WHAT YOU ARE ASKED TO DO | Repeat all entries word for word; skip images.

EXERCISE MATERIALS |
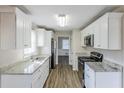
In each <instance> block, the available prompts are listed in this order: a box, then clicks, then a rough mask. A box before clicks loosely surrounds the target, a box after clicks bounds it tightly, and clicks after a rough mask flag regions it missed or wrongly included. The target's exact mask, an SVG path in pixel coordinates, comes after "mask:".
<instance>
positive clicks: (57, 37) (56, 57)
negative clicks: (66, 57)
mask: <svg viewBox="0 0 124 93" xmlns="http://www.w3.org/2000/svg"><path fill="white" fill-rule="evenodd" d="M59 37H68V38H69V65H72V63H71V56H70V55H71V36H70V35H58V36H57V45H56V64H58V38H59Z"/></svg>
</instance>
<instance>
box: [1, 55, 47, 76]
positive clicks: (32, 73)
mask: <svg viewBox="0 0 124 93" xmlns="http://www.w3.org/2000/svg"><path fill="white" fill-rule="evenodd" d="M37 57H38V58H39V59H37V60H36V59H35V58H37ZM48 58H49V56H35V57H34V59H33V60H31V59H29V60H25V61H22V62H18V63H15V64H13V65H12V66H6V67H3V68H1V74H17V75H21V74H25V75H31V74H33V73H34V72H35V71H36V70H37V69H38V68H39V67H40V66H41V65H42V64H43V63H44V62H45V61H46V60H47V59H48Z"/></svg>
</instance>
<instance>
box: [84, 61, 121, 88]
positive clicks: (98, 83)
mask: <svg viewBox="0 0 124 93" xmlns="http://www.w3.org/2000/svg"><path fill="white" fill-rule="evenodd" d="M121 77H122V76H121V72H96V71H94V70H93V69H91V68H90V67H89V66H88V65H87V64H86V63H85V74H84V78H85V86H86V88H121V87H122V80H121Z"/></svg>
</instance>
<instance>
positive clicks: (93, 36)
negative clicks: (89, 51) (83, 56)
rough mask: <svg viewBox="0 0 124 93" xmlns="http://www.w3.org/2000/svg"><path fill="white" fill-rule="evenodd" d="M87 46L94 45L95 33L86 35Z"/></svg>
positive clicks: (85, 37) (86, 45) (86, 41)
mask: <svg viewBox="0 0 124 93" xmlns="http://www.w3.org/2000/svg"><path fill="white" fill-rule="evenodd" d="M85 44H86V46H89V47H93V46H94V35H93V34H92V35H88V36H86V37H85Z"/></svg>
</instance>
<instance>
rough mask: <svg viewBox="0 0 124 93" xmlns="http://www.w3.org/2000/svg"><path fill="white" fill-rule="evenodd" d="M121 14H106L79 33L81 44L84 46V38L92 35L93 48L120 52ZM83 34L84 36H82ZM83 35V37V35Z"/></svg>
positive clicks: (121, 17) (121, 20)
mask: <svg viewBox="0 0 124 93" xmlns="http://www.w3.org/2000/svg"><path fill="white" fill-rule="evenodd" d="M122 17H123V13H115V12H111V13H106V14H104V15H103V16H102V17H100V18H99V19H97V20H96V21H94V22H93V23H92V24H90V25H89V26H88V27H86V28H85V29H84V30H83V31H81V36H82V38H81V40H82V42H83V43H81V45H82V46H85V45H84V37H85V36H87V35H89V34H94V48H100V49H108V50H120V49H121V31H122ZM84 32H85V34H84ZM83 34H84V35H83Z"/></svg>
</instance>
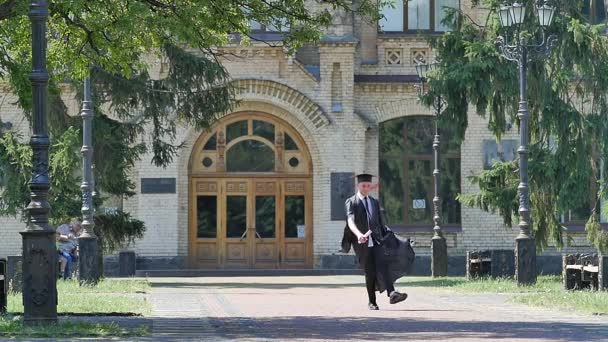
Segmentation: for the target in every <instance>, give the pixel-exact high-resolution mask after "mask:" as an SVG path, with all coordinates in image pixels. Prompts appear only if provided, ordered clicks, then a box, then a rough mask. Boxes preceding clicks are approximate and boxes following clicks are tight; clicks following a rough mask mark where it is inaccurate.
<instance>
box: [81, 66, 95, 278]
mask: <svg viewBox="0 0 608 342" xmlns="http://www.w3.org/2000/svg"><path fill="white" fill-rule="evenodd" d="M80 116H81V117H82V149H81V150H80V151H81V152H82V184H81V185H80V189H81V190H82V209H81V212H82V234H80V237H79V238H78V247H79V249H80V263H79V272H78V279H79V281H80V284H95V283H97V282H98V281H99V278H100V276H101V272H100V270H99V269H98V267H97V266H98V263H97V252H98V251H97V237H96V236H95V233H93V227H94V226H95V220H94V218H93V189H94V185H93V184H94V183H93V174H92V165H91V163H92V159H93V143H92V140H93V139H92V135H93V105H92V101H91V80H90V78H89V77H87V78H86V79H85V80H84V101H82V111H81V114H80Z"/></svg>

ANSWER BOX |
In each <instance> block, the available prompts are listed in this order: a box, then clicks, then a rough mask. A box before clicks loosely surrounds the target, a box after clicks bounds it tightly, and clicks after a rough mask flag regions it missed or wrongly included. The target's exact mask, an SVG path in pixel coordinates, comes after "mask:".
<instance>
positive clicks: (57, 37) (56, 57)
negative clicks: (66, 57)
mask: <svg viewBox="0 0 124 93" xmlns="http://www.w3.org/2000/svg"><path fill="white" fill-rule="evenodd" d="M59 37H68V38H69V65H72V63H71V56H70V55H71V36H70V35H58V36H57V45H56V64H58V38H59Z"/></svg>
</instance>
<instance>
box: [1, 55, 47, 76]
positive clicks: (32, 73)
mask: <svg viewBox="0 0 124 93" xmlns="http://www.w3.org/2000/svg"><path fill="white" fill-rule="evenodd" d="M37 57H38V58H39V59H37V60H36V59H35V58H37ZM48 58H49V56H35V57H34V59H33V60H31V59H29V60H25V61H22V62H18V63H15V64H13V65H12V66H6V67H3V68H1V74H17V75H21V74H25V75H31V74H33V73H34V72H35V71H36V70H37V69H38V68H39V67H40V66H41V65H42V64H43V63H44V62H45V61H46V60H47V59H48Z"/></svg>
</instance>
<instance>
box: [84, 61, 121, 88]
positive clicks: (98, 83)
mask: <svg viewBox="0 0 124 93" xmlns="http://www.w3.org/2000/svg"><path fill="white" fill-rule="evenodd" d="M121 77H122V76H121V72H96V71H94V70H93V69H91V68H90V67H89V66H88V65H87V64H86V63H85V74H84V78H85V86H86V88H121V87H122V80H121Z"/></svg>
</instance>
<instance>
positive clicks: (93, 36)
negative clicks: (89, 51) (83, 56)
rough mask: <svg viewBox="0 0 124 93" xmlns="http://www.w3.org/2000/svg"><path fill="white" fill-rule="evenodd" d="M87 46L94 45L95 33L86 35Z"/></svg>
positive clicks: (85, 37) (86, 45) (86, 41)
mask: <svg viewBox="0 0 124 93" xmlns="http://www.w3.org/2000/svg"><path fill="white" fill-rule="evenodd" d="M85 44H86V46H89V47H93V46H94V35H93V34H92V35H88V36H86V37H85Z"/></svg>
</instance>
<instance>
rough mask: <svg viewBox="0 0 124 93" xmlns="http://www.w3.org/2000/svg"><path fill="white" fill-rule="evenodd" d="M121 14H106L79 33L81 44L84 46V38L92 35L93 48L120 52ZM83 34L84 36H82ZM83 35V37V35Z"/></svg>
positive clicks: (121, 17) (121, 20)
mask: <svg viewBox="0 0 124 93" xmlns="http://www.w3.org/2000/svg"><path fill="white" fill-rule="evenodd" d="M122 17H123V13H115V12H111V13H106V14H104V15H103V16H102V17H100V18H99V19H97V20H96V21H94V22H93V23H92V24H90V25H89V26H88V27H86V28H85V29H84V30H83V31H81V36H82V38H81V40H82V42H83V43H81V45H82V46H85V45H84V37H85V36H87V35H89V34H94V48H100V49H108V50H120V49H121V31H122ZM84 32H85V34H84ZM83 34H84V35H83Z"/></svg>
</instance>
Segmentation: for the target in every <instance>, give the pixel-exact high-resolution mask after "mask:" as an SVG path, with all coordinates in image pixels. Prompts appear only if provided, ordered clicks, then a box, then a rough mask. Boxes preceding clicks are approximate and boxes following clicks are tight; clicks following a rough mask mark where it is inaccurate.
<instance>
box: [81, 66, 95, 278]
mask: <svg viewBox="0 0 608 342" xmlns="http://www.w3.org/2000/svg"><path fill="white" fill-rule="evenodd" d="M80 116H81V117H82V149H81V150H80V151H81V152H82V184H81V185H80V189H81V190H82V209H81V212H82V234H80V237H79V238H78V247H79V249H80V263H79V272H78V279H79V281H80V284H95V283H97V282H98V281H99V278H100V276H101V272H100V270H99V269H98V267H97V266H98V263H97V252H98V251H97V237H96V236H95V233H93V227H94V226H95V220H94V218H93V189H94V185H93V184H94V183H93V174H92V165H91V163H92V159H93V143H92V140H93V139H92V135H93V105H92V101H91V80H90V78H89V77H87V78H86V79H85V80H84V101H82V111H81V114H80Z"/></svg>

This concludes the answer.